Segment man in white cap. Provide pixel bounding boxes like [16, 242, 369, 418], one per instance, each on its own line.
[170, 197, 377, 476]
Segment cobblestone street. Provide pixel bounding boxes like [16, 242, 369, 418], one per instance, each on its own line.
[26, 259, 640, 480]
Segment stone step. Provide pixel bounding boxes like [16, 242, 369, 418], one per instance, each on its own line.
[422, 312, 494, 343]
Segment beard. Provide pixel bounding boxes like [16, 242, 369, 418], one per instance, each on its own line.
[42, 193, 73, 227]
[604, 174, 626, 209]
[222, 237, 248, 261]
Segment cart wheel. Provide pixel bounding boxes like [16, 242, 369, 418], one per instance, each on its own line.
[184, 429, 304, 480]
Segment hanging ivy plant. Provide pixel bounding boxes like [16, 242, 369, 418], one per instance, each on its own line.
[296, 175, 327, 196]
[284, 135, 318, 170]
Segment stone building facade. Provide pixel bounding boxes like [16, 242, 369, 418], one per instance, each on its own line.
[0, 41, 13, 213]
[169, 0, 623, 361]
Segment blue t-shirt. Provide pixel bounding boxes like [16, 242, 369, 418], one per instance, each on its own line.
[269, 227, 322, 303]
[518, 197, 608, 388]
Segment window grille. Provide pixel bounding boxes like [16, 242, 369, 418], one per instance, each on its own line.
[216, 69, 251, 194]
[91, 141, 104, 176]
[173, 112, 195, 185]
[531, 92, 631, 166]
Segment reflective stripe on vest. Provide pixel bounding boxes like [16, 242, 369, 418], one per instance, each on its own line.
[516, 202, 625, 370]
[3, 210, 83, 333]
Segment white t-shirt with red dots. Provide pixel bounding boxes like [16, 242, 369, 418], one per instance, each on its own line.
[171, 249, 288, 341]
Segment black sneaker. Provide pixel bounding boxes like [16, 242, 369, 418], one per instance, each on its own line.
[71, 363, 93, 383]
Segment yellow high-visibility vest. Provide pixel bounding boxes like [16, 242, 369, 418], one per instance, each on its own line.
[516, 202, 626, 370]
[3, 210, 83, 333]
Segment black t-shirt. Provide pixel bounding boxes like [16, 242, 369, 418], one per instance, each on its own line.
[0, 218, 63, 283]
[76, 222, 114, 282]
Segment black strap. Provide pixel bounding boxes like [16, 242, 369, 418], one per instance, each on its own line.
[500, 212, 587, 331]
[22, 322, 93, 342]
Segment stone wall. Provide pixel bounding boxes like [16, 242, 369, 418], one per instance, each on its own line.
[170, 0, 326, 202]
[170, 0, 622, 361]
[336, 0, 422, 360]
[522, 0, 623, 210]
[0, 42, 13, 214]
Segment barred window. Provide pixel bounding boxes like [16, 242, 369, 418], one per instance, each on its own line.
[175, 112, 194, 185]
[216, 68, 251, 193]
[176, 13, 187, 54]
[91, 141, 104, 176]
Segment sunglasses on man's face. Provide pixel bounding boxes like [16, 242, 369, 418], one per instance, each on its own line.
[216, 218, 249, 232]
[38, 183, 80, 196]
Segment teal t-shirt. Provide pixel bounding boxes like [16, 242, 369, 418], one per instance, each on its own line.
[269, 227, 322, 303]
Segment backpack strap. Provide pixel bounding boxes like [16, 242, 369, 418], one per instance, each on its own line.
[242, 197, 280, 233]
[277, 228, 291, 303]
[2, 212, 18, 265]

EXERCISE INSTRUCTIONS: Express all of the records above as a two-column CSV with the header row text,answer. Give one row per record, with the record's text under text and its answer under answer. Wrap each field in double quotes and replace every line break with a space.

TASK ANSWER:
text,answer
"Segment man in white cap. Provide pixel bounding boxes like [16, 242, 369, 418], one per instance, each on its own line.","[170, 197, 377, 476]"
"Segment cobblestone street. Provide pixel bounding boxes like [16, 242, 369, 418], one per instance, each on its own line.","[26, 259, 640, 480]"
"Segment stone step. Provide pixel bounding boxes like [16, 242, 369, 418], one per instance, each on its own line.","[422, 312, 494, 343]"
"Segment beard. Provide pixel bounding boxes like [16, 242, 369, 418], one per instance, each on its own line.","[42, 193, 73, 227] [604, 174, 626, 209] [222, 237, 248, 261]"
"Segment cart wheel. Provide pixel bounding boxes like [16, 242, 369, 418], one per instance, each on its own line.","[184, 429, 304, 480]"
"Segment hanging ivy plant. Provide pixel bounding boxes like [16, 242, 369, 418], one per instance, each on its own line.","[296, 175, 327, 196] [284, 135, 318, 170]"
"Segment stone building facade. Provide pixel bounding boxes like [16, 242, 369, 418], one per instance, each on its own line.","[0, 41, 13, 213] [169, 0, 623, 361]"
"Segment blue t-shirt. Provide pixel bounding boxes like [16, 242, 369, 418], one per instance, each on its own line.","[269, 227, 322, 303] [518, 197, 608, 388]"
"Segment window grille. Provide pixel bounding boxes like [16, 242, 369, 418], one per instance, each on its own line.","[216, 69, 251, 194] [91, 141, 104, 176] [173, 112, 195, 185] [531, 92, 631, 166]"
"Segment reflective stripe on vest. Provide pixel bounding boxes like [16, 242, 369, 418], one per instance, each on its own line.","[516, 202, 625, 370] [3, 210, 83, 333]"
"Segment white t-shirt with red dots. Provide pixel bounding boxes like [16, 242, 369, 418], one per instance, each on its own line.","[171, 249, 288, 341]"
"Segment black sneaker. Provide pixel bounding boxes like [16, 242, 369, 418], one per instance, each on its own line.","[71, 363, 93, 383]"
"Segment yellow high-visibility vest. Provide pixel bounding boxes like [16, 242, 369, 418], one per instance, each on its own line.","[516, 202, 626, 370] [3, 210, 83, 333]"
"Segment black t-shirt. Provide pixel bounding boxes like [16, 242, 369, 418], one per instance, each on its own line.","[0, 218, 63, 283] [76, 222, 114, 282]"
"Segment black strap. Provide pixel bounding boxes like [16, 242, 369, 418], one per instance, each on its own line.","[500, 212, 587, 331] [22, 322, 93, 342]"
"Segment stone wall. Provide pixel bounding boxes like [16, 242, 369, 418], one per instance, each on its own line.","[170, 0, 326, 202] [170, 0, 622, 361] [336, 0, 422, 360] [522, 0, 623, 210] [0, 42, 13, 214]"
"Segment barred window. Provide pixel bounding boxes like [16, 242, 369, 418], one per instance, each on its own line.","[175, 112, 194, 185] [216, 68, 251, 193] [176, 13, 187, 54] [91, 141, 104, 176]"
"Segment sunglasses on man's face. Provide pixel bounding boxes like [16, 242, 369, 418], one per instance, each on its own line.","[216, 218, 249, 232] [38, 183, 80, 196]"
"Segment teal t-shirt. Provide pixel bounding boxes like [16, 242, 369, 418], one per instance, each on its own line.","[269, 227, 322, 303]"
"Segment backpack strap. Provide pixel bounding boxes like [16, 242, 369, 418], one per instance, each on its own line.","[242, 197, 280, 233] [277, 228, 291, 303] [2, 212, 18, 265]"